Count the lines in the entries below that contain the word "village", treating uppercase and lowercase as different, and reply with that number alone.
○ ○ ○ ○ ○
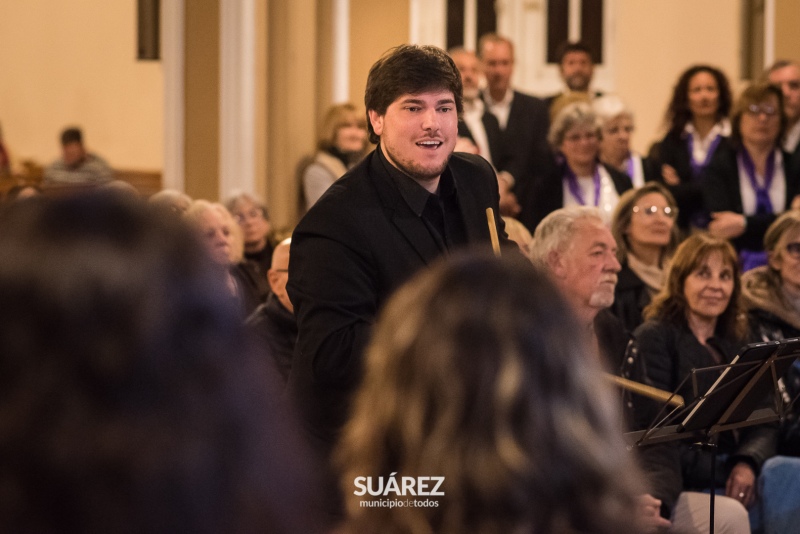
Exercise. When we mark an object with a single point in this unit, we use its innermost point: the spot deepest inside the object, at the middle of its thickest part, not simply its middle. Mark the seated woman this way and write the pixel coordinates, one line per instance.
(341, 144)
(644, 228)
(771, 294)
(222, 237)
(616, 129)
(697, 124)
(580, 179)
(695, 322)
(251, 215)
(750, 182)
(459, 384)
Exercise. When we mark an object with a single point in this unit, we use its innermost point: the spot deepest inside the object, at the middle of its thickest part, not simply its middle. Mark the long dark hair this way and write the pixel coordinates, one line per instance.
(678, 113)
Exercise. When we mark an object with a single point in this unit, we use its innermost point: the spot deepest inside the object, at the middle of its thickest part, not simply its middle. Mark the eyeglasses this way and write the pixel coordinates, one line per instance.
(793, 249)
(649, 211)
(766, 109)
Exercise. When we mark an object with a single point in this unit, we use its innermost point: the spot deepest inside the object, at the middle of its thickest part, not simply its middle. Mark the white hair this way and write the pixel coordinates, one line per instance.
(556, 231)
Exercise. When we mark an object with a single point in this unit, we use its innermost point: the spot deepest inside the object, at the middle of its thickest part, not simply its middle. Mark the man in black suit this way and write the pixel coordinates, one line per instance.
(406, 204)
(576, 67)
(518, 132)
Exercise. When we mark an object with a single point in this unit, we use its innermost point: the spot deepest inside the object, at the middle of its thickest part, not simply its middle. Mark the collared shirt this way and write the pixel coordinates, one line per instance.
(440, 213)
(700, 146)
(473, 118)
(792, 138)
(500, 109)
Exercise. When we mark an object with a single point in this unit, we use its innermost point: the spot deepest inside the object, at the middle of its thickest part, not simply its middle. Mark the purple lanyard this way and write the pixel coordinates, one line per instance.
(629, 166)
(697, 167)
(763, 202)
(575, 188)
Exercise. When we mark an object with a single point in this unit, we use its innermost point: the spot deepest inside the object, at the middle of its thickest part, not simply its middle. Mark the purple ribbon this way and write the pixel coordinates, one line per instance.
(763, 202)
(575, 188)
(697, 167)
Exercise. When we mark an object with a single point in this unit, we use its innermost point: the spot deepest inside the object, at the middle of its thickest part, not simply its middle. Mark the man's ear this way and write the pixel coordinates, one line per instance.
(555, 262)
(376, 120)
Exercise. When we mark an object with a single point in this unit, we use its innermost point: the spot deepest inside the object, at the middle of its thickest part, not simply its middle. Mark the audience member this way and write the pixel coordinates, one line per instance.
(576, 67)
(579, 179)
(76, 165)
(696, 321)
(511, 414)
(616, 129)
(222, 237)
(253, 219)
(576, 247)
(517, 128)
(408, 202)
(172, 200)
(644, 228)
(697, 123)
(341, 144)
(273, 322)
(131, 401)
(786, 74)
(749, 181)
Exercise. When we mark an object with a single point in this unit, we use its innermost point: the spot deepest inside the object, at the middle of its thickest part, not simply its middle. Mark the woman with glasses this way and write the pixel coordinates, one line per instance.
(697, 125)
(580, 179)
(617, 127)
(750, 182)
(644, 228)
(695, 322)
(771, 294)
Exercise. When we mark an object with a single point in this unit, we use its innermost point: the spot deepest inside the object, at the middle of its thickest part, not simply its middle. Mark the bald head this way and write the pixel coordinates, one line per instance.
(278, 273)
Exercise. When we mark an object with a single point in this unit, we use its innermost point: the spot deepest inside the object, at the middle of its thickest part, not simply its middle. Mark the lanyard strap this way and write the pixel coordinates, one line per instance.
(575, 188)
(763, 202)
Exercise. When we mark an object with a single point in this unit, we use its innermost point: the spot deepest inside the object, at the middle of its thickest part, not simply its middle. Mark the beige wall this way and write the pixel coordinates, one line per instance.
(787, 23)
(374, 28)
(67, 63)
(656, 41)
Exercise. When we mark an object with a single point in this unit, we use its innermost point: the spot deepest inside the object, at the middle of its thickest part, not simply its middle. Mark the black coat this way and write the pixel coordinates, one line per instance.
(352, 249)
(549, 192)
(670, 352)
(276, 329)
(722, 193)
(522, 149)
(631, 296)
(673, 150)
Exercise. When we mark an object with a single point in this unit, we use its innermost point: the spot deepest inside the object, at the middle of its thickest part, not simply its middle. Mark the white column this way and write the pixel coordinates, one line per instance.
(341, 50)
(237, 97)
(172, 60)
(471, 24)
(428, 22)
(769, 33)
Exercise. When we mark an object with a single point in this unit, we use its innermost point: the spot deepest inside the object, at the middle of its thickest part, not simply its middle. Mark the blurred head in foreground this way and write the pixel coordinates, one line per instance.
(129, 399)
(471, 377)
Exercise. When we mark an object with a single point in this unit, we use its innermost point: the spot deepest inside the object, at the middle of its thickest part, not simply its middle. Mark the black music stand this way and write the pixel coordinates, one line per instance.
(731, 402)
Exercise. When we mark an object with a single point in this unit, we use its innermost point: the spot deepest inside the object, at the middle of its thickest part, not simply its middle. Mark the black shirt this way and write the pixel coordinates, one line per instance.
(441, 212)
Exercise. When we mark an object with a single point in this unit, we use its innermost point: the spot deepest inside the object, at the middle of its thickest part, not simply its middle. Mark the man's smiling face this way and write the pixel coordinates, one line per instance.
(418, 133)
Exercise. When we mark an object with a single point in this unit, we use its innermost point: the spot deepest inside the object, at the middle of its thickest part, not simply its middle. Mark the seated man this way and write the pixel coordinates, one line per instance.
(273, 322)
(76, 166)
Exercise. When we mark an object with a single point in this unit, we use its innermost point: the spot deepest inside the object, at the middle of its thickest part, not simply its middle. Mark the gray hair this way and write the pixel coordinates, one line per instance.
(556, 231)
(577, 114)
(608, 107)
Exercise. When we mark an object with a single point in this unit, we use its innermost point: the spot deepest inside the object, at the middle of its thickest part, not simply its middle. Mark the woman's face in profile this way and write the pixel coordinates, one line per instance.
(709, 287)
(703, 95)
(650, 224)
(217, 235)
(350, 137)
○ ○ ○ ○ ○
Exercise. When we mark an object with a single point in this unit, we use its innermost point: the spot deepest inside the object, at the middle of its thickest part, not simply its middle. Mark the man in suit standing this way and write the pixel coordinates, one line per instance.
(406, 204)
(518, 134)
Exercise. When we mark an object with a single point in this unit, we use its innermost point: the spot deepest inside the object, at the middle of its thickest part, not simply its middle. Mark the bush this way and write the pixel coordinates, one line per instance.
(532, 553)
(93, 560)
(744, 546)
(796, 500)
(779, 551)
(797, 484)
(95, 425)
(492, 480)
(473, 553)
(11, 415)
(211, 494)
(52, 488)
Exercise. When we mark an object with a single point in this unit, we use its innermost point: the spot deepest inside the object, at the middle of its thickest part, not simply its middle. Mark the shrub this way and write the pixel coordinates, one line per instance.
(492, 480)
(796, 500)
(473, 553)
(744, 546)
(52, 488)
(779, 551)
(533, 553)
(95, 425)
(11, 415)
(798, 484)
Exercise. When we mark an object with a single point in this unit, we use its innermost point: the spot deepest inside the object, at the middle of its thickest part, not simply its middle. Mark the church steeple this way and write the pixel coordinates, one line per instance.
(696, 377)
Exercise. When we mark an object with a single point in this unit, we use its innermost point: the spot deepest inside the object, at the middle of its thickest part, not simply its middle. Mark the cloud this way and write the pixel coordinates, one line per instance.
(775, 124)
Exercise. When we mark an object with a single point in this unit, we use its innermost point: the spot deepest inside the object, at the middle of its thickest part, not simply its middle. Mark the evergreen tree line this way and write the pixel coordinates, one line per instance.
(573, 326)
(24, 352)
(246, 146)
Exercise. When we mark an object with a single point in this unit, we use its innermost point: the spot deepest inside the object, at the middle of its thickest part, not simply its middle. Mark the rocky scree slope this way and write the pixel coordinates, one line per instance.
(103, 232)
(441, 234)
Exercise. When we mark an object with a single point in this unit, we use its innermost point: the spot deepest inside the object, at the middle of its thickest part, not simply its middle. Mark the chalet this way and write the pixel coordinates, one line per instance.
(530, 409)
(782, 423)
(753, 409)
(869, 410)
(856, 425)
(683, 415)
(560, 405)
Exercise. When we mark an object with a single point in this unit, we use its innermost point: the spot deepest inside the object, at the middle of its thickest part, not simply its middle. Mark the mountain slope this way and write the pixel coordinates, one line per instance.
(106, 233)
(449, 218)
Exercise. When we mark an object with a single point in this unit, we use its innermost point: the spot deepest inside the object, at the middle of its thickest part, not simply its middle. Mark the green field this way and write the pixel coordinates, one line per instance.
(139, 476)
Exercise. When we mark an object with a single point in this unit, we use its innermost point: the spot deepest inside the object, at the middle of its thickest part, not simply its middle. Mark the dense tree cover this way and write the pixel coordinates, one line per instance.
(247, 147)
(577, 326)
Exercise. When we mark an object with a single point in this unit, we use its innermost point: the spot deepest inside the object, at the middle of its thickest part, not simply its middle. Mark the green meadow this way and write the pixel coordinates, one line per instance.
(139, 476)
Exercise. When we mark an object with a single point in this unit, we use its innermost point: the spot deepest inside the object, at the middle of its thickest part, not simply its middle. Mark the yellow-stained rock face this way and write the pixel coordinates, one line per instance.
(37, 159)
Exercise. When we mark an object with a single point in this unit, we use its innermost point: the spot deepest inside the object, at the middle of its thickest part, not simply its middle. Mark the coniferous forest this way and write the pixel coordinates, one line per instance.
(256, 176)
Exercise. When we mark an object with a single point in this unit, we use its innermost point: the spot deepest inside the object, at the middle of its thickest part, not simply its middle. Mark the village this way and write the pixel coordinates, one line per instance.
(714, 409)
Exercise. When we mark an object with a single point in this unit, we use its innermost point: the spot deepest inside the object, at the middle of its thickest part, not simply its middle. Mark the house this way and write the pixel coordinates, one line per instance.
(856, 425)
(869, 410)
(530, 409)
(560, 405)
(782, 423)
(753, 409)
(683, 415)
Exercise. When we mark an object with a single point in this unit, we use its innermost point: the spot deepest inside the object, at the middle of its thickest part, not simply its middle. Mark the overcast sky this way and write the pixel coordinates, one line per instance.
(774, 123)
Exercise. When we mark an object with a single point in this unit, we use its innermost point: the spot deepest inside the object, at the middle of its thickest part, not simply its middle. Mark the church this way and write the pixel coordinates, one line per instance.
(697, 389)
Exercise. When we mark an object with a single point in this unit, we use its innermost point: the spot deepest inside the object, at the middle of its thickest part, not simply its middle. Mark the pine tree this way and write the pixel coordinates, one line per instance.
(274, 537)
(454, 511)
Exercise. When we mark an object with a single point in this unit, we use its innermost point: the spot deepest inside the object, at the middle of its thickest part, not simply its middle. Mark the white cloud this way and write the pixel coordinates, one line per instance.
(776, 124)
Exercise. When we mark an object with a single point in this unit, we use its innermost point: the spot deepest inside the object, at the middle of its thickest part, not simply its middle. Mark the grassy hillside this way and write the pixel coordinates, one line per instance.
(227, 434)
○ ○ ○ ○ ○
EXERCISE OUTPUT: 1